> **EXERCISE PROMPT**: Find each line in the entries below that contains the word "utility", and copy those lines out.

> **GIVEN RECORDS**:
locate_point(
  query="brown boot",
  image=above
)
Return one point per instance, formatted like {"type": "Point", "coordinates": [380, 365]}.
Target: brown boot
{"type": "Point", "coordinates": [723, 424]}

---

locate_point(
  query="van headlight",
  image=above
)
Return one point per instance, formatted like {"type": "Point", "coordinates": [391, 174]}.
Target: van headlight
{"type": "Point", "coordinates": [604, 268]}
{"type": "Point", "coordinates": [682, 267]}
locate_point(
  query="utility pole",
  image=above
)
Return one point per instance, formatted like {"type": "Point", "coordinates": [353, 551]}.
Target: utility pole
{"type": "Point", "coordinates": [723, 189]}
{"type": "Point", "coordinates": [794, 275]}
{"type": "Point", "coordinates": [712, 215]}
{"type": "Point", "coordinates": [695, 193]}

> **OUTPUT FOR THIS EXERCISE**:
  query="utility pole",
Target: utility pole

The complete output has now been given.